▶ _WORK TO COMPLETE_
Locate each line in the material below that contains the word "tree" and copy those lines in full.

▶ _DATA FOR THE TASK_
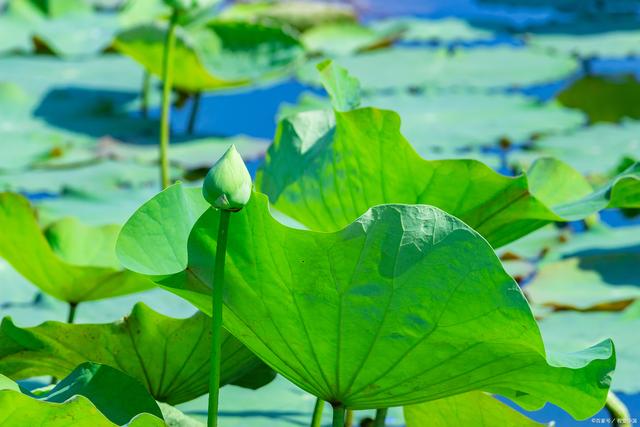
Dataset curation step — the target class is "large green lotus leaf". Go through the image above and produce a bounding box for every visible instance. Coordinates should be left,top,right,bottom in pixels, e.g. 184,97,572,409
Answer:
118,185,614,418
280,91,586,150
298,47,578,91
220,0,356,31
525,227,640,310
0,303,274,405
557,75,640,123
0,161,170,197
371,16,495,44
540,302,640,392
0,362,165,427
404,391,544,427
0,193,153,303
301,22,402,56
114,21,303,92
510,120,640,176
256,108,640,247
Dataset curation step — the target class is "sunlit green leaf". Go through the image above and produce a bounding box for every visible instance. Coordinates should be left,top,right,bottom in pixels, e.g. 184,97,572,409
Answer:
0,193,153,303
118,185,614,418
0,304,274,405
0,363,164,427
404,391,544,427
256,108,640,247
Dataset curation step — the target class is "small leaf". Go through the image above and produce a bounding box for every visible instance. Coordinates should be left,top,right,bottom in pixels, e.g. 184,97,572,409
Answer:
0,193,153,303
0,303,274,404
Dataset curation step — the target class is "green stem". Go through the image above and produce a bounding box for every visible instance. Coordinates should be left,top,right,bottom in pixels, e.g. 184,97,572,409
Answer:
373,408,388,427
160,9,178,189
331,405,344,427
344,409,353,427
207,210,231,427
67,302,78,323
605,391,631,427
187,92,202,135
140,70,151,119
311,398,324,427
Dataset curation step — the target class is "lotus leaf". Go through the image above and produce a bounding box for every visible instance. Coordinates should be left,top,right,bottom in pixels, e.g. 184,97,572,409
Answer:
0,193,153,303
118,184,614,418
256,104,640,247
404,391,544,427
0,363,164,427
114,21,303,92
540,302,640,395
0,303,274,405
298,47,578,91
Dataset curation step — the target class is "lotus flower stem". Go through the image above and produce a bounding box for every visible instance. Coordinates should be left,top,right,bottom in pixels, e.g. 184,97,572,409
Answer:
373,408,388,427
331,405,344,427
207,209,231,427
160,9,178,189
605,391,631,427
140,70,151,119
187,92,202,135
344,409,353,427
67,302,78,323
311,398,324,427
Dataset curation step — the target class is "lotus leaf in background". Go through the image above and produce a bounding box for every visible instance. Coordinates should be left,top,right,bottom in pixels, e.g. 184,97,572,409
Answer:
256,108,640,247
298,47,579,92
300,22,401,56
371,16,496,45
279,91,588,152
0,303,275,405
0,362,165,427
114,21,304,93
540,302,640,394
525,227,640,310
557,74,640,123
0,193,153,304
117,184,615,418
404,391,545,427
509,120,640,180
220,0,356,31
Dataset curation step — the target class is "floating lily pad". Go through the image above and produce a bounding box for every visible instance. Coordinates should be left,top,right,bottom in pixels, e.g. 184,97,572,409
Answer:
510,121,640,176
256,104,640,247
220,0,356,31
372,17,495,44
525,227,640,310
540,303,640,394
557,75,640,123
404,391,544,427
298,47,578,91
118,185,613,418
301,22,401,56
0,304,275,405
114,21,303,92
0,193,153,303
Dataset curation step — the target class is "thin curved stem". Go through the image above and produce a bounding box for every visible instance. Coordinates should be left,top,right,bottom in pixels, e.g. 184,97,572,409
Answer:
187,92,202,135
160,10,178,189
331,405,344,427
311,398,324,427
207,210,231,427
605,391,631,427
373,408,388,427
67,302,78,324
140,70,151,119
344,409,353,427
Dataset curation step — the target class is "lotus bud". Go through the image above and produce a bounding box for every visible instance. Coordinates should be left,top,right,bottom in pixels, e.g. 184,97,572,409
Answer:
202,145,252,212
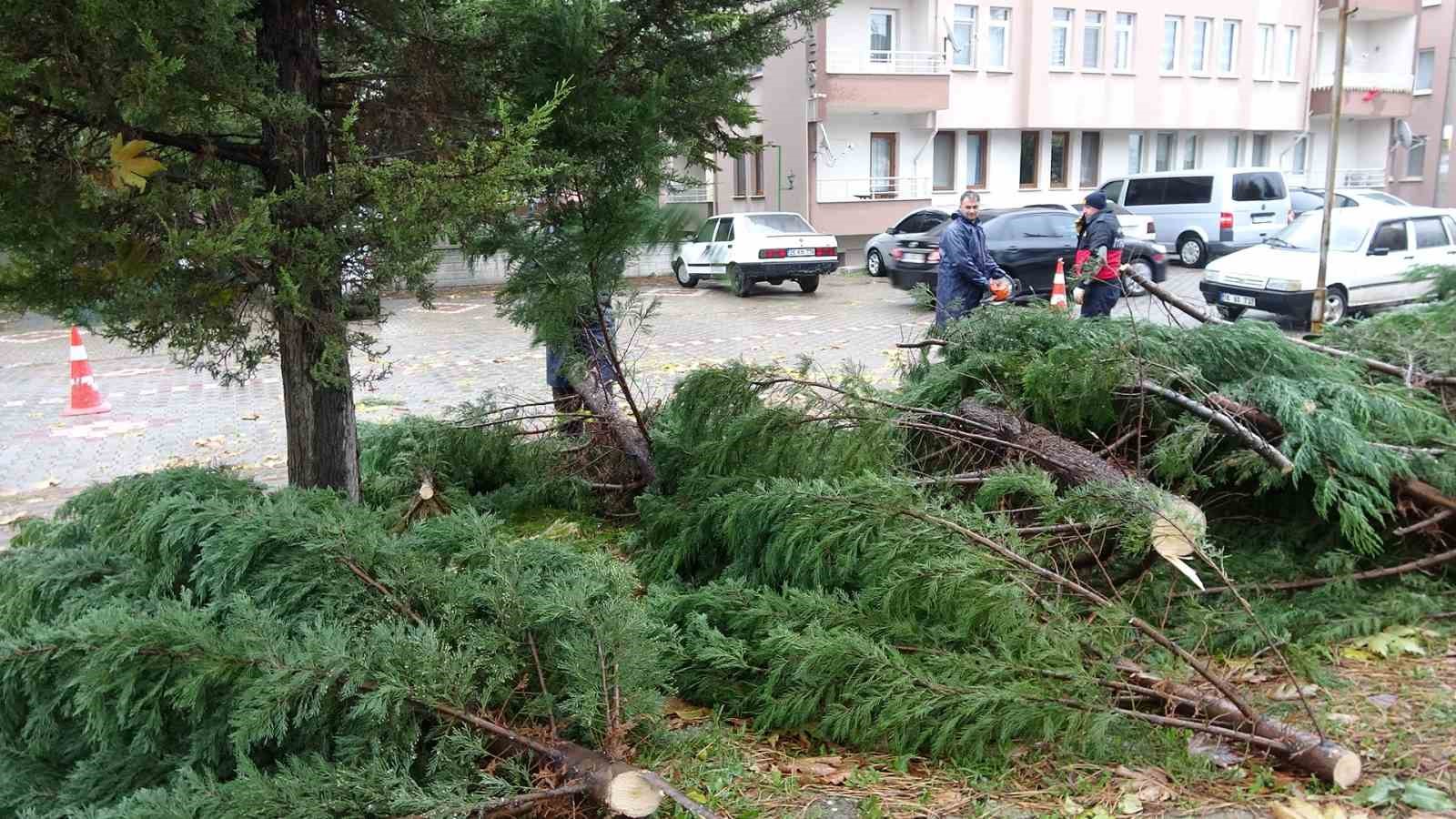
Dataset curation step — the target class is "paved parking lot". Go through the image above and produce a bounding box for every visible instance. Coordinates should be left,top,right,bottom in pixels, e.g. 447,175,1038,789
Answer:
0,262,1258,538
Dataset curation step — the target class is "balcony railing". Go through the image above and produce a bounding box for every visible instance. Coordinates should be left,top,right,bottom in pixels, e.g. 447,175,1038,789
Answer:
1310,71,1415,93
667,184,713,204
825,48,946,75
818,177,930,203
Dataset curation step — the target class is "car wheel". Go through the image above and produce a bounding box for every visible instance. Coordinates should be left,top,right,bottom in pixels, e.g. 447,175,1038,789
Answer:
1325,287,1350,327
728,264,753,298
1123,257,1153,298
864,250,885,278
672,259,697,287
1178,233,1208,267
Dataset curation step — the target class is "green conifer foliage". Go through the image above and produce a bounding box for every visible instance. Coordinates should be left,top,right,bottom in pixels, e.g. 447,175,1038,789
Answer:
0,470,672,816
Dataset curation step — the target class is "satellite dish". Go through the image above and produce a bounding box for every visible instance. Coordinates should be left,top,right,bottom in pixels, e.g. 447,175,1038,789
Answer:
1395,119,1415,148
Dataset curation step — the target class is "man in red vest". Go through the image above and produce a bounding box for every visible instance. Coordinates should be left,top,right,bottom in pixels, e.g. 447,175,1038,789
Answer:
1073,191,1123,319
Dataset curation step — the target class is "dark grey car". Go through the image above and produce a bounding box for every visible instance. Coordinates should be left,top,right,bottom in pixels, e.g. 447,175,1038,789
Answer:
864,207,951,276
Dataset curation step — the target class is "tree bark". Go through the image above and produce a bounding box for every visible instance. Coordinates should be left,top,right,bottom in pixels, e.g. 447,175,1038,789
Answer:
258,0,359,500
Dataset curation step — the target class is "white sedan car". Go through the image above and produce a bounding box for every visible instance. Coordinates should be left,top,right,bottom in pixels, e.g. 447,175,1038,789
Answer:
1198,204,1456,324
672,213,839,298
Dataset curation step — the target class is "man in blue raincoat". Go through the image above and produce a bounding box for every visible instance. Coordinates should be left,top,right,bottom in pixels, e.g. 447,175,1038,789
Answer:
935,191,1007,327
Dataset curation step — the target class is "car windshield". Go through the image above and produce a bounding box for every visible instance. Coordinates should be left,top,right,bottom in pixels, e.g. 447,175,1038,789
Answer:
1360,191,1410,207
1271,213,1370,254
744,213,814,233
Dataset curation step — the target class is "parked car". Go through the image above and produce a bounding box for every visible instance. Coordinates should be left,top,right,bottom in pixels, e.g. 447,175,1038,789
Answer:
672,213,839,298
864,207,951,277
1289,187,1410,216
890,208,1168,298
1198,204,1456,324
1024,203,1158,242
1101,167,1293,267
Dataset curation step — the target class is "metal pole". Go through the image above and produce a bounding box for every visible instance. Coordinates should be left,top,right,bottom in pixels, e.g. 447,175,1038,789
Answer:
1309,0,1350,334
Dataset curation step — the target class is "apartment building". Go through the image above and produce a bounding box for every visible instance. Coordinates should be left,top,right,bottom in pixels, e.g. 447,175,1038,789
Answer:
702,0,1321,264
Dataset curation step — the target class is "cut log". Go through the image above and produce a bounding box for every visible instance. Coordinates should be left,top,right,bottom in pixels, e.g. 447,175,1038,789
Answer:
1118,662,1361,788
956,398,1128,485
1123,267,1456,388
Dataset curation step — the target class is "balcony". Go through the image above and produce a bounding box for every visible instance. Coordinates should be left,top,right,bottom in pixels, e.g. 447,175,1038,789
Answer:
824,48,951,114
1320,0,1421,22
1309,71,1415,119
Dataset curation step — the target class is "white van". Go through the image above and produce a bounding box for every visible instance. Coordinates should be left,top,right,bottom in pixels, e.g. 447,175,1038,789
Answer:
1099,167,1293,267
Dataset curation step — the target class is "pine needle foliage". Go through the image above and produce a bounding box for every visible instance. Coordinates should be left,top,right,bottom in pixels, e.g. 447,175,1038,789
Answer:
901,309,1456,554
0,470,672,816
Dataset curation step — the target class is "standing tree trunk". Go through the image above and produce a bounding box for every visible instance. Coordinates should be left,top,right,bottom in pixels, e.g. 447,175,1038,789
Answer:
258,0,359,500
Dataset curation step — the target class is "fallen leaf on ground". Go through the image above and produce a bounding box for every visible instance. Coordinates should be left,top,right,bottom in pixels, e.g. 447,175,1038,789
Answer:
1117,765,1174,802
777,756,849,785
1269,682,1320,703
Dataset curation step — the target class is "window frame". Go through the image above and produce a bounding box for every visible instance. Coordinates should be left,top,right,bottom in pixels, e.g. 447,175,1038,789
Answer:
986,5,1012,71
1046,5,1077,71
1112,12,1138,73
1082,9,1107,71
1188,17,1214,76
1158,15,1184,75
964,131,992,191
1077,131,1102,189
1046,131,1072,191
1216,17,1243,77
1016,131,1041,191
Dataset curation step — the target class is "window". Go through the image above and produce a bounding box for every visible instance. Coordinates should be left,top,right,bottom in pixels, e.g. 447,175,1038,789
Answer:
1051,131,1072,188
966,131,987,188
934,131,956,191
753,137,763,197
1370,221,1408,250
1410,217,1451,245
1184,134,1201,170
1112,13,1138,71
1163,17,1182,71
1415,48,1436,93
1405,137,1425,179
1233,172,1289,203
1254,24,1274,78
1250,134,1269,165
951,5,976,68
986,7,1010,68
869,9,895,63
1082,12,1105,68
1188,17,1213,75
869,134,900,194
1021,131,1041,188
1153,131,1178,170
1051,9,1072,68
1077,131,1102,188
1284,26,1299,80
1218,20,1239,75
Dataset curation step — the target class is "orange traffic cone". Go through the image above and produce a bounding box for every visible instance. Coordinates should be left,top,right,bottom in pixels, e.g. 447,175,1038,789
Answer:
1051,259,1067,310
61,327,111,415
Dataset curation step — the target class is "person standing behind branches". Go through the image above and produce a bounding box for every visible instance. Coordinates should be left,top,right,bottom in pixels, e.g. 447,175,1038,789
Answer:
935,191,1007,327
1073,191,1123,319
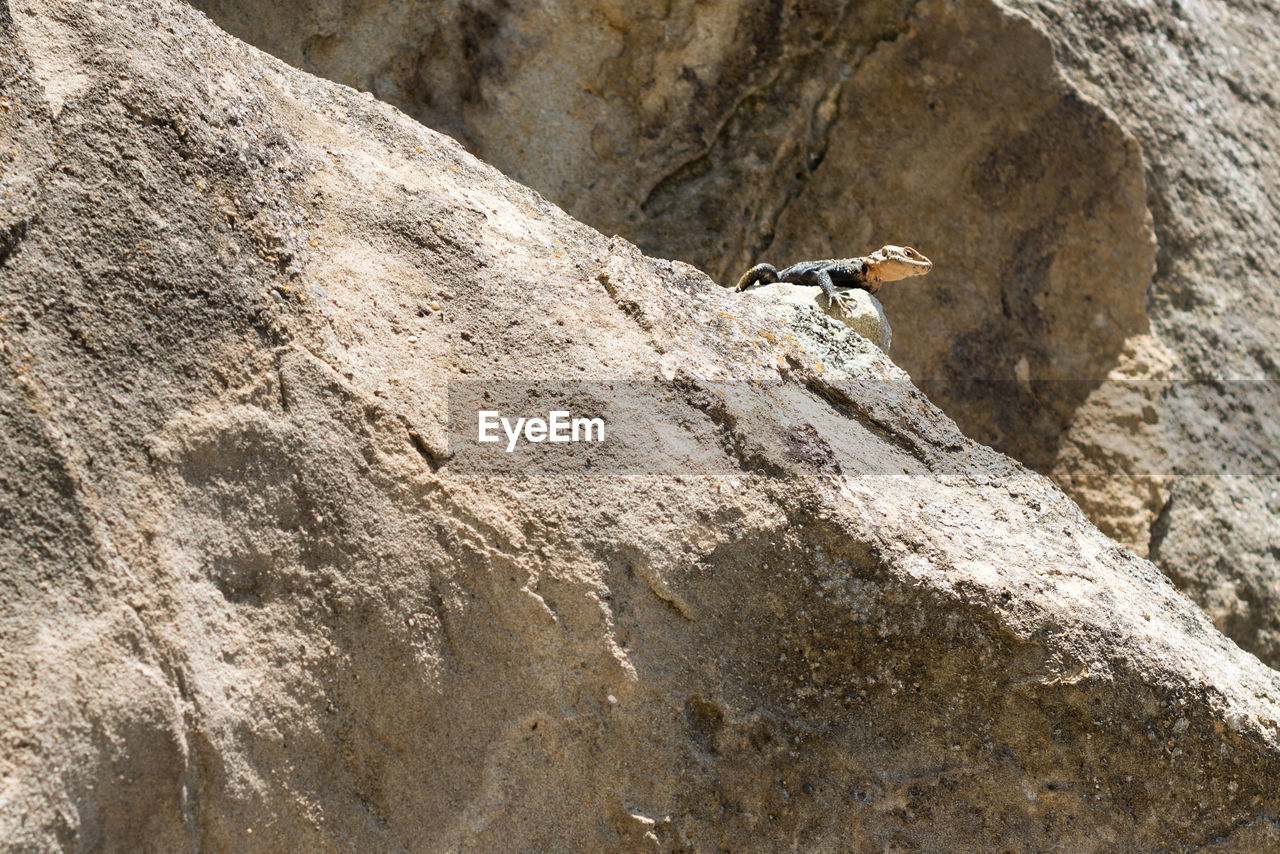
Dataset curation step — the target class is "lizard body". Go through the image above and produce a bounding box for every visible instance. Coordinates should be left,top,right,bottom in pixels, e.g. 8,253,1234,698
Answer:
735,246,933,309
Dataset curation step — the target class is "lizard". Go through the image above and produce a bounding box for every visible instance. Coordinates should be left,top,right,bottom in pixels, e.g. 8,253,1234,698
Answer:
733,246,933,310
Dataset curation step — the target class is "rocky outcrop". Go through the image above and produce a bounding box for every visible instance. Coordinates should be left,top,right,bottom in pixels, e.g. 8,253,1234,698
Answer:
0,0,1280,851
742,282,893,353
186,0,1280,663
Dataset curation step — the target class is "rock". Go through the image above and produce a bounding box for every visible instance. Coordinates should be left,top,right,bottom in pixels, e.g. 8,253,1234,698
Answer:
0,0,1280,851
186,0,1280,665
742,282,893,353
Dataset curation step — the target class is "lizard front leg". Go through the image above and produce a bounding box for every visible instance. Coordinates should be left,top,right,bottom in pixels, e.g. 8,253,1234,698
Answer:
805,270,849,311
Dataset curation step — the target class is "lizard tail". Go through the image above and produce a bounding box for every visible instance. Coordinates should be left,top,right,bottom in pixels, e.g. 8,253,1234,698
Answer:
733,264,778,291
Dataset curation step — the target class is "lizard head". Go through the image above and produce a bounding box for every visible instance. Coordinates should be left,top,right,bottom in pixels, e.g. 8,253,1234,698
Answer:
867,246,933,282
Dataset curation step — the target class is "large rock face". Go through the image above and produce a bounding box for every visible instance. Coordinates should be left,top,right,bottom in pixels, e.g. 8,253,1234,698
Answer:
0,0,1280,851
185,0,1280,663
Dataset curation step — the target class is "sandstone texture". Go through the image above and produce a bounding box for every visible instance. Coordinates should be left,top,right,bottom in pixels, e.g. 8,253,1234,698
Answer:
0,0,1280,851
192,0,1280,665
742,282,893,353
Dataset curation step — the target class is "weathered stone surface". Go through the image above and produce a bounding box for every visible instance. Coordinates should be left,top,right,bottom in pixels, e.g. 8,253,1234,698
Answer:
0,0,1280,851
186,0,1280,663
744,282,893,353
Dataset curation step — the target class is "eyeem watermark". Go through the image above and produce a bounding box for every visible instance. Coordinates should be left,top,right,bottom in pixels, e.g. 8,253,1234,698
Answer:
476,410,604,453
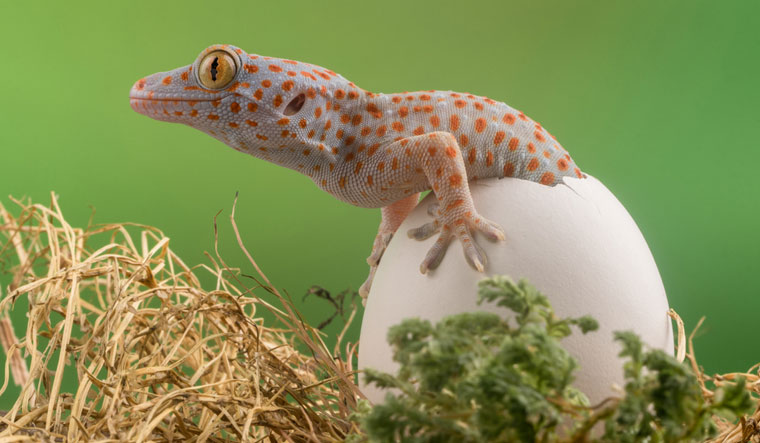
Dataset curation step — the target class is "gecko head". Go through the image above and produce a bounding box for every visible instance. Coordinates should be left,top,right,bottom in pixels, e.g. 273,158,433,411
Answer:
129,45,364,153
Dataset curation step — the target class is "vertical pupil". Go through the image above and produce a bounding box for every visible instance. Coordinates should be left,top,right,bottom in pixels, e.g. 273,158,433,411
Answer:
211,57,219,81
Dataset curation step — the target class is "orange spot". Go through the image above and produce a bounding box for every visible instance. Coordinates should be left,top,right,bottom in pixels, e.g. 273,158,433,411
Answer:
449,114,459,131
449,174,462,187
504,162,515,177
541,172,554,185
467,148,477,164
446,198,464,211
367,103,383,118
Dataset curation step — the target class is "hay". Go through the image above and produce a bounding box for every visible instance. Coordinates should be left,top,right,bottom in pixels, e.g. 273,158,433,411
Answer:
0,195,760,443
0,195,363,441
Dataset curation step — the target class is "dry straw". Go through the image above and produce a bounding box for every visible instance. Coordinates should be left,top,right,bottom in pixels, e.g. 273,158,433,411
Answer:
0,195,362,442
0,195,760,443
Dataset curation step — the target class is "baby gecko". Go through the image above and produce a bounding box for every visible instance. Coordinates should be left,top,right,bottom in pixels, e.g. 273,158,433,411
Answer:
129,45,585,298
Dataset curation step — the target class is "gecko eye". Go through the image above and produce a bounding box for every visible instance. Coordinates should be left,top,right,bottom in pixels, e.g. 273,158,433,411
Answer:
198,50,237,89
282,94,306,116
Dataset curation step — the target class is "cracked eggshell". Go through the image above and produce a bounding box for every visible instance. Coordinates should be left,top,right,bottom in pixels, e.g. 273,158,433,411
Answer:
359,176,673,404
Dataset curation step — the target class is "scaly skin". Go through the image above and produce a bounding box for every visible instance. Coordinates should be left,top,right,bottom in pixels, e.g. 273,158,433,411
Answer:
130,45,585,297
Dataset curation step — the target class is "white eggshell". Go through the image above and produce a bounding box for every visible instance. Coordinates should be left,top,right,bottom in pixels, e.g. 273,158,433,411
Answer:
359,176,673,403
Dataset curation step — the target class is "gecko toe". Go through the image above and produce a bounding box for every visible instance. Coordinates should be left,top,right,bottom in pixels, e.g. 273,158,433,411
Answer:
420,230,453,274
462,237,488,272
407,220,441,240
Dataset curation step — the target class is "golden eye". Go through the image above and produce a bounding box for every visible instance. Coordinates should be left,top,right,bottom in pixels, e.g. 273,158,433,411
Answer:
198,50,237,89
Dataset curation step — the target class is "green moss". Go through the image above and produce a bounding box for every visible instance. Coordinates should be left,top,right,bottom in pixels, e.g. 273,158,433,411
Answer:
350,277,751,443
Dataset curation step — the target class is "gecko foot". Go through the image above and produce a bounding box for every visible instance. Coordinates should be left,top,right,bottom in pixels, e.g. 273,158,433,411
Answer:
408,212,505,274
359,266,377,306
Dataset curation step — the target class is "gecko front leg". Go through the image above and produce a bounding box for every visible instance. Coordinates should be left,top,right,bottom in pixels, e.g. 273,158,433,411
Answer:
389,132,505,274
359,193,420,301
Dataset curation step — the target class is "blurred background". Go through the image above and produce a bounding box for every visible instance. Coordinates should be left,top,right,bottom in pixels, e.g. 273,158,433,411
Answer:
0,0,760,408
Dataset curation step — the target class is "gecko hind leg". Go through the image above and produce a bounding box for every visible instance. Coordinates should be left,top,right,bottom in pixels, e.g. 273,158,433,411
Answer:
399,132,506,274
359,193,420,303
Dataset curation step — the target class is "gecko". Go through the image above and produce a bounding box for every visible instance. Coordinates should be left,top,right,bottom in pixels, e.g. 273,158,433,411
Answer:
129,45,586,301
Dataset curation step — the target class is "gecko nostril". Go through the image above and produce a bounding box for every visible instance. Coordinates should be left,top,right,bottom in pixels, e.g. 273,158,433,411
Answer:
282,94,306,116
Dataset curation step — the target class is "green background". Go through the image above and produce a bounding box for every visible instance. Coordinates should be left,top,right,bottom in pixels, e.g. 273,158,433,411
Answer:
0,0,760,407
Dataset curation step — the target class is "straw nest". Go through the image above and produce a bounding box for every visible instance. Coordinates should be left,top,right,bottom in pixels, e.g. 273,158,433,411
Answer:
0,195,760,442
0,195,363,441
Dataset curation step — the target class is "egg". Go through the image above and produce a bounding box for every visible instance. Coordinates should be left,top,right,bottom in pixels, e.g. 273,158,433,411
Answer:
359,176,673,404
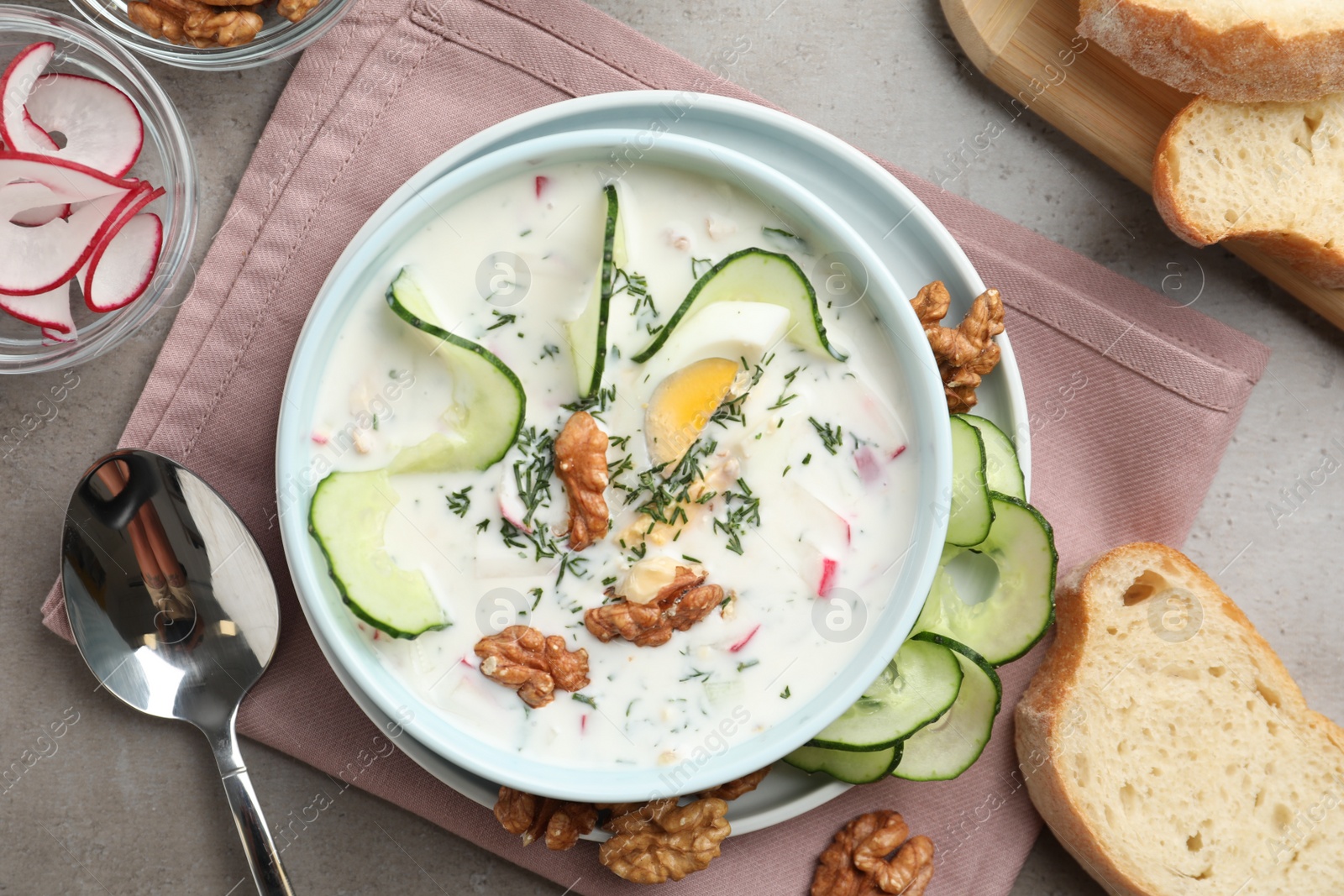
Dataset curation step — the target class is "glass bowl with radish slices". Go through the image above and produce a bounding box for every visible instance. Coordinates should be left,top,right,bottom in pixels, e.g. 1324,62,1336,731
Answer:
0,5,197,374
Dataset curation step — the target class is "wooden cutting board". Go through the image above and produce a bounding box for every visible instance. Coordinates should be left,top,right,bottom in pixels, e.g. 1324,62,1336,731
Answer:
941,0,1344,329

▶ _SOLUTION_
Dataset curation step — the target class is "tree bark". Go through the image above and produce a bounding box for every visible instance. Coordinates should be left,top,right,bottom in pixels, e.g. 447,175,1038,789
Dataset curation step — the target class is "standing tree trunk". Go through the image above and produce a bounding box for every visible instance. Coordinates should be left,top,right,bottom in pixels, e.g. 447,175,1038,789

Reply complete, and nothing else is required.